→ **Set problem**:
Convert the material below into a JSON list of strings, one string per line and no blank lines, starting with the line containing "the specified pine" and going through the last line of the material.

--------------------------------

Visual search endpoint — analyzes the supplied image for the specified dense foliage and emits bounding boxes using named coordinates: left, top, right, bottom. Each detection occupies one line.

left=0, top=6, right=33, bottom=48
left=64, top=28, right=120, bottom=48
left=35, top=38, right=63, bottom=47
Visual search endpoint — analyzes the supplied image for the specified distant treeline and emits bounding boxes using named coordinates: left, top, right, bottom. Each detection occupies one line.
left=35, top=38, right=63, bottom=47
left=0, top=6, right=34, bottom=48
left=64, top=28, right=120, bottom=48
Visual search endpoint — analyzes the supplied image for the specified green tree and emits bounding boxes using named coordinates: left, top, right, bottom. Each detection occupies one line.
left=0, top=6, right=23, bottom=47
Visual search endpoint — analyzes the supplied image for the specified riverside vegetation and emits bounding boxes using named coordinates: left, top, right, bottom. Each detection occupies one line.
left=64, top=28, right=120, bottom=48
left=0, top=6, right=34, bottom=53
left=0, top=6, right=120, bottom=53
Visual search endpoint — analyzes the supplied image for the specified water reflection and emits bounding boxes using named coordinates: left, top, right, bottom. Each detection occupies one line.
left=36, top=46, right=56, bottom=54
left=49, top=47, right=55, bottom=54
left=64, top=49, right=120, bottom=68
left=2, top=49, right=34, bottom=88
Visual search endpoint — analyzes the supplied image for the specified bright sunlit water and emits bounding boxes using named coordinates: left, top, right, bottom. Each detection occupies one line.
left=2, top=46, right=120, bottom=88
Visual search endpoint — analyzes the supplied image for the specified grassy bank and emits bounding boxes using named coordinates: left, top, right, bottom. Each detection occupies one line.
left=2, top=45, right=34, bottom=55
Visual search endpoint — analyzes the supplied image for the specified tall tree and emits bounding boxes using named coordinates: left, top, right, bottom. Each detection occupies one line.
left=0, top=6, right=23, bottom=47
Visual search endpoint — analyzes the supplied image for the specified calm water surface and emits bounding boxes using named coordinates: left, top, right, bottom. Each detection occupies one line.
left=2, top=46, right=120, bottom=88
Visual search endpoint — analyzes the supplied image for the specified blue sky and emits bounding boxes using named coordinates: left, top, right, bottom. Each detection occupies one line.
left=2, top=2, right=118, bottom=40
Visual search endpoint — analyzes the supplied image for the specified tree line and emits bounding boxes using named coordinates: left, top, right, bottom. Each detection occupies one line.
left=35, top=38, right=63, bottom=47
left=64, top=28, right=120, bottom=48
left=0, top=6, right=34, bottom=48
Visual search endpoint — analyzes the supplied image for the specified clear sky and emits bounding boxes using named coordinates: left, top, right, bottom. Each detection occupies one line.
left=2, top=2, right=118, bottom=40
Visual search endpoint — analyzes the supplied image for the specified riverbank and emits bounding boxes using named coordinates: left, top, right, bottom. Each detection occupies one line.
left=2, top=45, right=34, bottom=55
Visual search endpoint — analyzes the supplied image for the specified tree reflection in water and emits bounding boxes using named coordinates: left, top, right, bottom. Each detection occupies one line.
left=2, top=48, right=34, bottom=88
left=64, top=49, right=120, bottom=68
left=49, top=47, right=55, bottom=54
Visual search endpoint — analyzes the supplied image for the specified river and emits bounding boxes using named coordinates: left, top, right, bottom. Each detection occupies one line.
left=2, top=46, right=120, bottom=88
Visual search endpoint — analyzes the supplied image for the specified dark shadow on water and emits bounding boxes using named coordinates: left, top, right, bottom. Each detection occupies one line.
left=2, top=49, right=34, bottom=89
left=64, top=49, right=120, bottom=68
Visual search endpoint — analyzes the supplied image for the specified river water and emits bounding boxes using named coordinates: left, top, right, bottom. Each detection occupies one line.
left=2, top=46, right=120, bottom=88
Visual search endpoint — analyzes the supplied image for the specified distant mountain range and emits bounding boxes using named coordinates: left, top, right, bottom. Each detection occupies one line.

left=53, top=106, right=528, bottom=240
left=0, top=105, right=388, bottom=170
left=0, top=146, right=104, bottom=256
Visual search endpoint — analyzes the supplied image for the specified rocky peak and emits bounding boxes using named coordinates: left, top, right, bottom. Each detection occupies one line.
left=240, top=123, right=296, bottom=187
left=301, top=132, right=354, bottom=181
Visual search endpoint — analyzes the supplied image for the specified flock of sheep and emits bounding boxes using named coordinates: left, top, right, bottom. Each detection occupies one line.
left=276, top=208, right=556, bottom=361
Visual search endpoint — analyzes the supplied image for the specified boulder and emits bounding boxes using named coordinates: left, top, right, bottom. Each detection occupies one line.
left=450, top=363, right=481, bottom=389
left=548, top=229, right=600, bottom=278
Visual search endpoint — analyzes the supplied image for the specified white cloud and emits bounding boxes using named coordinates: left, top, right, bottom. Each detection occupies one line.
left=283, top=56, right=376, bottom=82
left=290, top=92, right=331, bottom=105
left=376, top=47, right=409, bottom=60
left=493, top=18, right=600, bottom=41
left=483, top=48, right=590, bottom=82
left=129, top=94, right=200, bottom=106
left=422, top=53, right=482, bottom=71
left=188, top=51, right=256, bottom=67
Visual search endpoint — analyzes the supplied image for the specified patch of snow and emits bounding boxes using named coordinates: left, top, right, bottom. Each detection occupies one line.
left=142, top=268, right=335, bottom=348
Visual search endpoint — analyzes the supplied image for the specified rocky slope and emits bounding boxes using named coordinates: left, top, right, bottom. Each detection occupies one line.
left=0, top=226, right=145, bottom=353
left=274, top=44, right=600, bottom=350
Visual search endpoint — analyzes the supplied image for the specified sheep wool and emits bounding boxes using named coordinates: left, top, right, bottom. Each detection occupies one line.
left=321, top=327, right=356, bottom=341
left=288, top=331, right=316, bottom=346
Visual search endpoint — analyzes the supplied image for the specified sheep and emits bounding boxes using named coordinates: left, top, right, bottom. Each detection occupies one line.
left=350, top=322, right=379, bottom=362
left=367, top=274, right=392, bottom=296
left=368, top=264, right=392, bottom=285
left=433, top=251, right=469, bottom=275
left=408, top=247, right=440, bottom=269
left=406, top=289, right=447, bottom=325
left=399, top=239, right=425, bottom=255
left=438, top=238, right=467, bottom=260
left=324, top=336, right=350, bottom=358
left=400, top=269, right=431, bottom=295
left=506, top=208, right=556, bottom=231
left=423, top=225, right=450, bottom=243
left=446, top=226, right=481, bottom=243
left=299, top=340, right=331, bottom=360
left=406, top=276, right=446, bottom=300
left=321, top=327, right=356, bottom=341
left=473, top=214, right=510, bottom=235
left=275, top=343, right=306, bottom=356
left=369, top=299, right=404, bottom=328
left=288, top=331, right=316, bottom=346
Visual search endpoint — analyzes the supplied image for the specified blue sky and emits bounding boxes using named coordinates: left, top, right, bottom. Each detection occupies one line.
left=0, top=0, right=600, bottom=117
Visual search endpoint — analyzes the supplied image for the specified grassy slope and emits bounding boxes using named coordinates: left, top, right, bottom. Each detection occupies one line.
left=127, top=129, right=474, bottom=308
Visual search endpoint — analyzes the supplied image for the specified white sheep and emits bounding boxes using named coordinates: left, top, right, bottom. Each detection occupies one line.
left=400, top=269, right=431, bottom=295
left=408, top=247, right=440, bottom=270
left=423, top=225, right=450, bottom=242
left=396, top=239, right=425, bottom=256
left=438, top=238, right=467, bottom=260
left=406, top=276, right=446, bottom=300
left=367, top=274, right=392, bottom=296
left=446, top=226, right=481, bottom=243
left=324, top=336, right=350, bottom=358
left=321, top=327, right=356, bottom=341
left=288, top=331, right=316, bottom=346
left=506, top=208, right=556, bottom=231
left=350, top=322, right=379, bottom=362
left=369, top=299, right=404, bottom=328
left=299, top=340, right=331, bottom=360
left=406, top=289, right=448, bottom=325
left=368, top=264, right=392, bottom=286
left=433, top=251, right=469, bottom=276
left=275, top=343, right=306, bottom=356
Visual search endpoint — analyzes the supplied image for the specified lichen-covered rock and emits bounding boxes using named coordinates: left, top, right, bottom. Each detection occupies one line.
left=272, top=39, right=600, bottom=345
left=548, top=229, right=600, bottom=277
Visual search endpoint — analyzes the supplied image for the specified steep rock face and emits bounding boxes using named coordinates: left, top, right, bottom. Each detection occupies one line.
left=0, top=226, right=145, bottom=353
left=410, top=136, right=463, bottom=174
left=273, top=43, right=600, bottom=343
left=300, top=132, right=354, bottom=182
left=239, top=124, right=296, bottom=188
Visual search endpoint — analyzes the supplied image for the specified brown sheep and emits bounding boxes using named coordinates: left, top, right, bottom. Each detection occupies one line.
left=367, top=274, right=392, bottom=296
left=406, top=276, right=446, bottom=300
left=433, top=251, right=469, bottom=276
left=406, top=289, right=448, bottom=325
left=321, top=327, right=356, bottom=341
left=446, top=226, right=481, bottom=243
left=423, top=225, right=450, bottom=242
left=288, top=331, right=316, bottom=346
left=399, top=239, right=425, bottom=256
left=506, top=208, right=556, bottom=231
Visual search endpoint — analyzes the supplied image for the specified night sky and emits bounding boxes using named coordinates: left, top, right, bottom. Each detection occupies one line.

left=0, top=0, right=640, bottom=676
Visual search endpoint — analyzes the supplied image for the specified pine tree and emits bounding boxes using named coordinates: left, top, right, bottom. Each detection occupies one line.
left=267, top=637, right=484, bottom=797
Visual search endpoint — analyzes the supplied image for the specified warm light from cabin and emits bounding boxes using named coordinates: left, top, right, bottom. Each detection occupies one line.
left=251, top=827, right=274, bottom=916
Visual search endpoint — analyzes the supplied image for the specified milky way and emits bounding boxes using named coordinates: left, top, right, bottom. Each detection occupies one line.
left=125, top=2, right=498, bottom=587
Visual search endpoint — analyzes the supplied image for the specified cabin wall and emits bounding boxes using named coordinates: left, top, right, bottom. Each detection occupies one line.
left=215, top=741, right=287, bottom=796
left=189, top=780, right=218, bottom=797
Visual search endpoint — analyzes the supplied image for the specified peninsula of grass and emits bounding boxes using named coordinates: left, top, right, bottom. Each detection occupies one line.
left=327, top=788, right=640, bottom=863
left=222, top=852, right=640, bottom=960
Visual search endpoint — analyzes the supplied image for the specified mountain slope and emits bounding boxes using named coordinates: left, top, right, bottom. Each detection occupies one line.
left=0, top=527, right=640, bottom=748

--------------------------------

→ **Exercise answer**:
[
  "Visual search endpoint — analyzes the supplied image for the specified pine tree and emits bounding boxes using named coordinates: left, top, right, bottom. Each detection occupies one line.",
  "left=267, top=637, right=484, bottom=797",
  "Visual search endpoint — analyzes the supplied image for the specified warm light from cabin and emits bounding boxes using named coordinates: left, top, right, bottom. Each detection occupies one line.",
  "left=251, top=827, right=274, bottom=916",
  "Visual search endpoint — analyzes the supplied image for the specified milky way and emits bounding boxes using named coordinates: left, top, right, bottom. Each detection occupies one line.",
  "left=125, top=2, right=498, bottom=587",
  "Visual search endpoint — analyzes the supplied image for the specified cabin wall and emits bounding boxes using named coordinates: left, top, right, bottom. Each detection occupies one line.",
  "left=215, top=741, right=287, bottom=796",
  "left=189, top=780, right=218, bottom=797",
  "Visual search endpoint — analyzes the supplied image for the specified peninsula of grass and emits bounding boxes using named coordinates: left, top, right, bottom. Each detection occupies one line.",
  "left=327, top=788, right=640, bottom=863",
  "left=222, top=852, right=640, bottom=960",
  "Visual search endpoint — analyzes the supplied image for the specified mountain slope and emits bounding boxes using named coordinates: left, top, right, bottom. Each detection occupies one line.",
  "left=0, top=527, right=640, bottom=748"
]